**AIM OF THE TASK**
Return exactly the span of lines that opens with the line containing "Task: locate the white closet" and closes with the last line of the data, inclusive.

**ENTRIES SUPPLIED**
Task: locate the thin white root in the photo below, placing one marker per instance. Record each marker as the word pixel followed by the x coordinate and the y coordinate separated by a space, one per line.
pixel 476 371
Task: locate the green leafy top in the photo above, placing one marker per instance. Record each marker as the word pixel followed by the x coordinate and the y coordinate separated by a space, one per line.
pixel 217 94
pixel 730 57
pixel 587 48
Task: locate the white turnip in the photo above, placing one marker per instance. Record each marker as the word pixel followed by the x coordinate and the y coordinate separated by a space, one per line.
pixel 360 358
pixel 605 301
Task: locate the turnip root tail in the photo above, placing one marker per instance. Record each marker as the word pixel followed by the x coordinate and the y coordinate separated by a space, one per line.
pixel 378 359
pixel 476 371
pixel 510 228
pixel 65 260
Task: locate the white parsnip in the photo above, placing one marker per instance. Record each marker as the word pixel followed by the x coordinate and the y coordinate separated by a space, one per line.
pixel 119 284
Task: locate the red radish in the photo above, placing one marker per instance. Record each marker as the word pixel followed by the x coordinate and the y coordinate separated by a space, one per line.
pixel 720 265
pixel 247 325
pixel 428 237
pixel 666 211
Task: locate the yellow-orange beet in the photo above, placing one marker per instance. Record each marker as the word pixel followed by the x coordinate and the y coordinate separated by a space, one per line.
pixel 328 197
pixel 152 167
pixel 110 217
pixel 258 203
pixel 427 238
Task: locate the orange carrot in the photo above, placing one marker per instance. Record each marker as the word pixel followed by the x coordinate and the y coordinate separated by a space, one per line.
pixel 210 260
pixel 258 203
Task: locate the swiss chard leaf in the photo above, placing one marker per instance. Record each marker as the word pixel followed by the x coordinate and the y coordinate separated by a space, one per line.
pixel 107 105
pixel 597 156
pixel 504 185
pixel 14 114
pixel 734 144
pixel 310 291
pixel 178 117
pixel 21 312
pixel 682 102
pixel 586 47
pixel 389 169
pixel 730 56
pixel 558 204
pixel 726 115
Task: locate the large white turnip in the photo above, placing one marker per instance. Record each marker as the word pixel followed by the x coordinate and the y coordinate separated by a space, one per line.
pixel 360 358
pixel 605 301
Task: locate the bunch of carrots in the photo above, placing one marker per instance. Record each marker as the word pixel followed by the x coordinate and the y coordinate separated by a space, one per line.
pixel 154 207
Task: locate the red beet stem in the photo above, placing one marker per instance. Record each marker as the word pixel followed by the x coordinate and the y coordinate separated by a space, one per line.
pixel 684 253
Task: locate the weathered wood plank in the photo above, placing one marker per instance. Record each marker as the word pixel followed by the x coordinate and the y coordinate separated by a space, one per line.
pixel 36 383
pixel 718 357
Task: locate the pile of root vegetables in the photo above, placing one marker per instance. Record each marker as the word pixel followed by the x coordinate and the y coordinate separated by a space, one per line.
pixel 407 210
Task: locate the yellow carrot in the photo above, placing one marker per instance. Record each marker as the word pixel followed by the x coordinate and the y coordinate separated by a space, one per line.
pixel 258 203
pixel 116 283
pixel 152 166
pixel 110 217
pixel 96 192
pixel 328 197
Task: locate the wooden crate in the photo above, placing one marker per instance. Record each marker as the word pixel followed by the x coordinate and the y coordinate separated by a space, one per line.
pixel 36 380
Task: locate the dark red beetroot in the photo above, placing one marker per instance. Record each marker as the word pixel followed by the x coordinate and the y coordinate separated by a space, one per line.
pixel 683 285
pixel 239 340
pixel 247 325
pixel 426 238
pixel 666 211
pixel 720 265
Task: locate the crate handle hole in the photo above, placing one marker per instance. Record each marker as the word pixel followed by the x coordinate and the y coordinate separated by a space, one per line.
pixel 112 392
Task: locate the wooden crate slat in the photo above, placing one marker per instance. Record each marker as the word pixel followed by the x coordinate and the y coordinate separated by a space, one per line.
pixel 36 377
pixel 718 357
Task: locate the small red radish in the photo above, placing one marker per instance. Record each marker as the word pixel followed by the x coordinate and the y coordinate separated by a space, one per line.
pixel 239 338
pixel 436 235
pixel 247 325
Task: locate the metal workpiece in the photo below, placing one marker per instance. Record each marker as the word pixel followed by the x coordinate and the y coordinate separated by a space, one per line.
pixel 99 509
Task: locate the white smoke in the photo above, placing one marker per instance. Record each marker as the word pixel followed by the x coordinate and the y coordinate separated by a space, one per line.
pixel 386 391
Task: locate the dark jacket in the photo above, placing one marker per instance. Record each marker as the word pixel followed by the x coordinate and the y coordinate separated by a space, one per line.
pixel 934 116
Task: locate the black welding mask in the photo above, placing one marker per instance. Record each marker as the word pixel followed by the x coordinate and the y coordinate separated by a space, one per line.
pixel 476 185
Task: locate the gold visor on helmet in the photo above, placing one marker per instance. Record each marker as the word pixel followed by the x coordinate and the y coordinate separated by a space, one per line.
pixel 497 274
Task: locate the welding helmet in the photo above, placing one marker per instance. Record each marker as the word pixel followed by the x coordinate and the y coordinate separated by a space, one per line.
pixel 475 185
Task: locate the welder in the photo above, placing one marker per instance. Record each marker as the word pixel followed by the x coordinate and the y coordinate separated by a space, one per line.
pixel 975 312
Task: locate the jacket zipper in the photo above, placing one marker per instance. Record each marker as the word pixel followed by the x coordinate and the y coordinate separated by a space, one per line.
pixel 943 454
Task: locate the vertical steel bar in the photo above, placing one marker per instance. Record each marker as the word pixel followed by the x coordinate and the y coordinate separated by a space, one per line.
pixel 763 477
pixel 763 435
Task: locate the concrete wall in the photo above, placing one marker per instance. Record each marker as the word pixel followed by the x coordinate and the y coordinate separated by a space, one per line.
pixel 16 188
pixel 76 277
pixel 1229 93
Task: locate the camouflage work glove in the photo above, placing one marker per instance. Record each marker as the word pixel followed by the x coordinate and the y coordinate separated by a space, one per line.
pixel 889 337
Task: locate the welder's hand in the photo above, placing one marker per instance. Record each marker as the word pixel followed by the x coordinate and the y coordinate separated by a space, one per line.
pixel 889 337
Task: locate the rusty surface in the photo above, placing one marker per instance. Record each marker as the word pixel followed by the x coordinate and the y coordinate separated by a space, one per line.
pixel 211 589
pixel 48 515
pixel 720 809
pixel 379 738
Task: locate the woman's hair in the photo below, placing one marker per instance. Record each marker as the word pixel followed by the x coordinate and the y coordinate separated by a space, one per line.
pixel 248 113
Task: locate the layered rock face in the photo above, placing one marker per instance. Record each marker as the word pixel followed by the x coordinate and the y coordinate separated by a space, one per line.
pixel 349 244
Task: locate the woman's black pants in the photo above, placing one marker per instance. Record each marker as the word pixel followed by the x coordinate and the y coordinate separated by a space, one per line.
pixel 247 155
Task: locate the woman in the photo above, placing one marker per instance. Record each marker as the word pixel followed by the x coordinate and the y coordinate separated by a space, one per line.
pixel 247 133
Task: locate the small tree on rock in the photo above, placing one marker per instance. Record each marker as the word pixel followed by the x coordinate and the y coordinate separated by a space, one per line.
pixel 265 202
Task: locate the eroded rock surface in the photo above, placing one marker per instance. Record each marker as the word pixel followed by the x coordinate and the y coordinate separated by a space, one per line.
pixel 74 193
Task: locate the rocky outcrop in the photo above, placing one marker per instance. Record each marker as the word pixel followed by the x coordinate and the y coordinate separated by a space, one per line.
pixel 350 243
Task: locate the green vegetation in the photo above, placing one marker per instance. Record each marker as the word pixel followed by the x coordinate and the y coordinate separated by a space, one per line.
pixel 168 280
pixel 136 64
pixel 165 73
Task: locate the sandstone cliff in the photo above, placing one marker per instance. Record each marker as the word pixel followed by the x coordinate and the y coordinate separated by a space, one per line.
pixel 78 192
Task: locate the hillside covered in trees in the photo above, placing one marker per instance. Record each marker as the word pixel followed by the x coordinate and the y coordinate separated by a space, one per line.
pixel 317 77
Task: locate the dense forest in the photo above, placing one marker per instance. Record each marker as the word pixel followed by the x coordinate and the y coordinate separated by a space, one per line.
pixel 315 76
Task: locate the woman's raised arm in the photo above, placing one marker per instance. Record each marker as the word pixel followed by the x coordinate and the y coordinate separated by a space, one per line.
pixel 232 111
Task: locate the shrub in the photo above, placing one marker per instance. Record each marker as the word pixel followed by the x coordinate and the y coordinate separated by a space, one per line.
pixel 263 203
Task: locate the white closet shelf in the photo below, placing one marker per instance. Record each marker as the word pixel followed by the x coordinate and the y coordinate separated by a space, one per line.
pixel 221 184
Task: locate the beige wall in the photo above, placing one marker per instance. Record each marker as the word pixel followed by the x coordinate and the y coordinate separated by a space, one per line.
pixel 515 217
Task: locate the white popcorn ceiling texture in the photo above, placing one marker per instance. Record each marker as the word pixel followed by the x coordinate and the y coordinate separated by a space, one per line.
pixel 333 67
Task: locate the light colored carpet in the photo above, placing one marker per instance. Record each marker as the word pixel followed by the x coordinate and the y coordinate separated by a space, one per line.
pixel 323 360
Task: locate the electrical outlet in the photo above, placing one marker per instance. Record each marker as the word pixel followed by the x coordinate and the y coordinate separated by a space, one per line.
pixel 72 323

**EXPECTED OUTPUT**
Task: locate the white closet shelf in the photo below, placing one marker per instance. Record each marker as the word pixel followed by the x coordinate and the y coordinate separated by a space, one per line.
pixel 221 184
Task: locate the beige wall in the photo above, placing one marker per instance. Record each marker as the word pixel followed by the x coordinate and the y coordinate separated by a space, one per line.
pixel 515 217
Task: locate the white popcorn ceiling texture in the photo above, placing one marker per instance. Record each marker as the word pixel followed by the x coordinate and the y coordinate separated by a space, one per line.
pixel 333 67
Task: locate the light colored carpet in the photo above, placing one marker per instance. Record each marker as the word pixel followed by the x coordinate and the y coordinate separated by a space, one per line.
pixel 323 360
Task: locate the electrical outlet in the photo above, placing one marker per instance. Record each marker as the word pixel followed by the x coordinate and the y coordinate separated by a space, one per line.
pixel 72 323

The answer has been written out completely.